- GIVEN TASK: In the data below, switch "wooden" to "timber" and leave everything else unchanged. Write out only the lines from the one containing "Annotation task — pin every instance of the open" through the end of the data, both included, and leave the pictures out.
• • • • •
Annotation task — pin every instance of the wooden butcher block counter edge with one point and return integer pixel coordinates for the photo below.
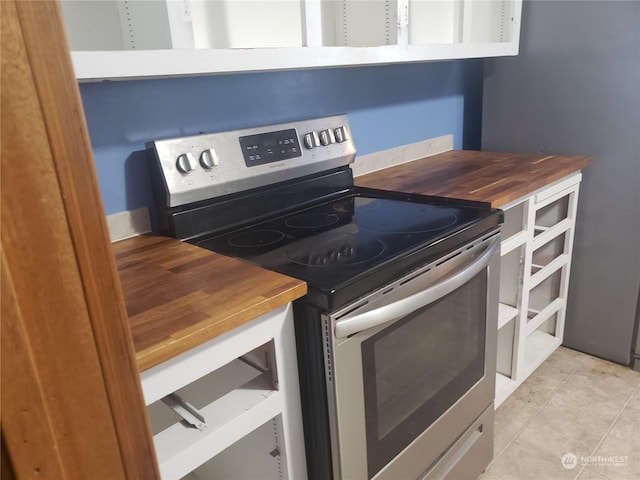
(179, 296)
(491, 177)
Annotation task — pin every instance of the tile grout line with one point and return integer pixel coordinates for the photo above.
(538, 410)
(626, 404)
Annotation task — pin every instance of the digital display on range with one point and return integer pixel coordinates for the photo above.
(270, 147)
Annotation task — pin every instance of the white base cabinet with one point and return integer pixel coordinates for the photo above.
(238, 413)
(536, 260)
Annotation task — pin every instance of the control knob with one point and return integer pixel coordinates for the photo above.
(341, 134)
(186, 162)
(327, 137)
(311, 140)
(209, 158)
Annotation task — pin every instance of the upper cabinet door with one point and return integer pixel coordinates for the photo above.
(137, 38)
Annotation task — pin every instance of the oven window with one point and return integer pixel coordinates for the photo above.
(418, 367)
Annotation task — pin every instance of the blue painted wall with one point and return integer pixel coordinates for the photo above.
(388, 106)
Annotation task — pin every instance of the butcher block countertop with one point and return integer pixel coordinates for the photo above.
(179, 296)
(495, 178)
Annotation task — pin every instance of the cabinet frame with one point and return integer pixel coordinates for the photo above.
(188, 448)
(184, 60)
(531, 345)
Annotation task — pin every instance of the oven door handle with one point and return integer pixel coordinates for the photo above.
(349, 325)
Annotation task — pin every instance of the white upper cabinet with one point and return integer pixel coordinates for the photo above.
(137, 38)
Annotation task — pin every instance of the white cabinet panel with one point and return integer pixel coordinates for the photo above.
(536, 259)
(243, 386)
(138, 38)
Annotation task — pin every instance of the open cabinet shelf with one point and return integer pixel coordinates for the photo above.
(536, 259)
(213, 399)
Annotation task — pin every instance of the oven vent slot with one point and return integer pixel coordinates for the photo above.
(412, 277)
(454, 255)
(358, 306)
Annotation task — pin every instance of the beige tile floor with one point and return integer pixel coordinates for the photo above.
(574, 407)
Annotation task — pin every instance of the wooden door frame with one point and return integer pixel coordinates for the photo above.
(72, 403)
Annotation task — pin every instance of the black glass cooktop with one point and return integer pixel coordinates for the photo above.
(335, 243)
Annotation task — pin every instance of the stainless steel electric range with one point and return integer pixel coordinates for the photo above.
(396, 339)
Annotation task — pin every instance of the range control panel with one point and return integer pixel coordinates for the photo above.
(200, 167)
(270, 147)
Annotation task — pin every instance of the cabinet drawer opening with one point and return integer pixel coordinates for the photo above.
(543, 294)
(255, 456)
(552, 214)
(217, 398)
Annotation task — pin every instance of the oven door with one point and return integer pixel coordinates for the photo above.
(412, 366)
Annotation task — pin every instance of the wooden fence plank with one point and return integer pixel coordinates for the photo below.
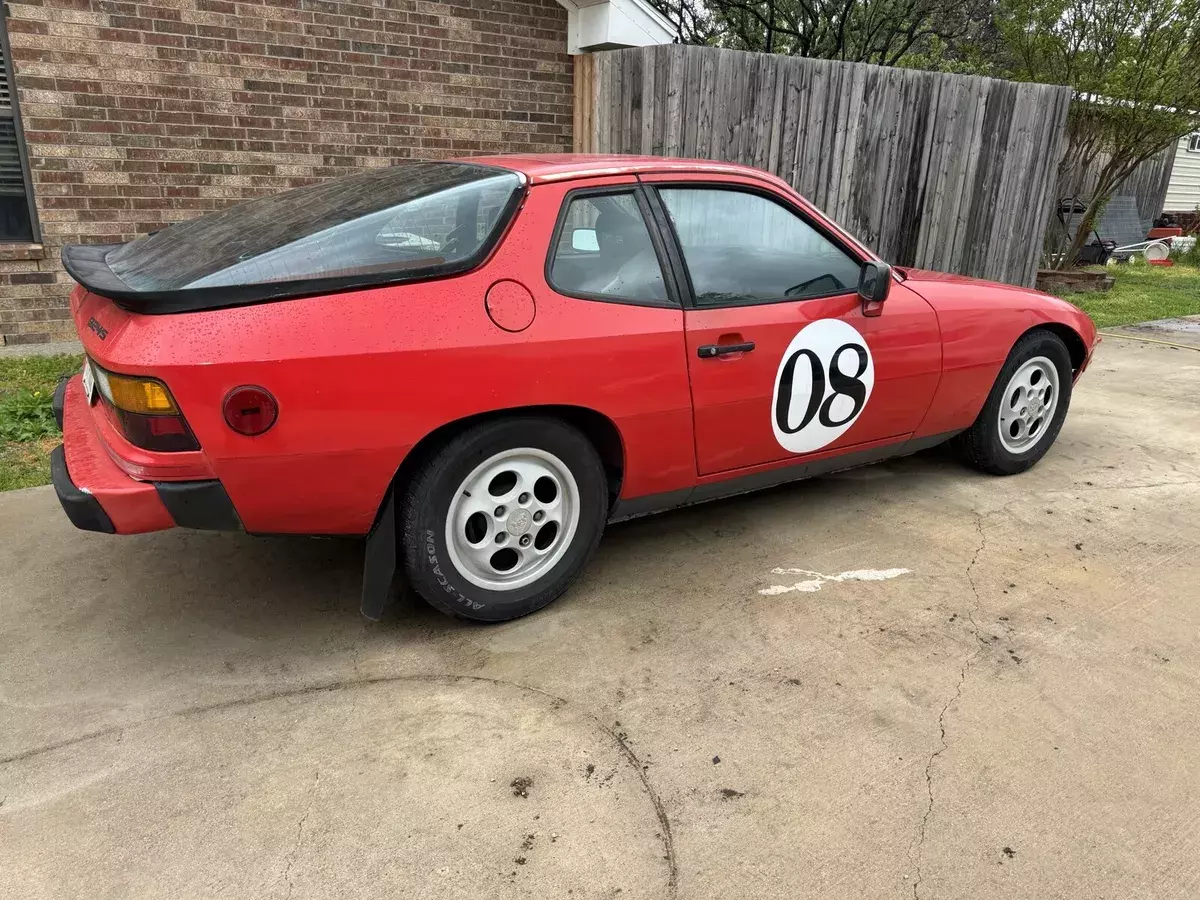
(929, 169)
• • • • •
- OUTPUT FOR THIS TASK:
Annotation task — pin every instance of the open cabinet shelf with one point and return integer pixel coordinates for the photo above.
(536, 259)
(213, 399)
Annotation task — pin every instance of the oven vent slot with one point and return integer pixel coordinates for the photo above.
(412, 277)
(454, 255)
(358, 306)
Annotation task — pin every instance of the beige tile floor with one point and return integer pixel coordinates for the photo above.
(574, 407)
Annotation task — pin every instance of the timber door frame with one point and return integer pixel coordinates for the photo above.
(72, 403)
Annotation task — pin every instance of the black glass cooktop with one point and return integer pixel coordinates for the photo above.
(335, 243)
Annotation task — pin every instance of the stainless steel electric range with one point and return integer pixel coordinates for the photo above.
(396, 339)
Annotation task — pin every instance of the range control panel with one point and return integer pixel coordinates for the photo above.
(200, 167)
(270, 147)
Annotation task — pin every instance of the cabinet drawer opening with one point and return integer pixel coordinates for the photo above.
(543, 294)
(255, 456)
(552, 214)
(217, 398)
Annotation task — pin every instance of the oven door with one point and return integer pixel coordinates for the photo above.
(412, 366)
Annotation task — pin every instance of the timber fence plank with one point and return integer pixel coordinates for the photo below.
(929, 169)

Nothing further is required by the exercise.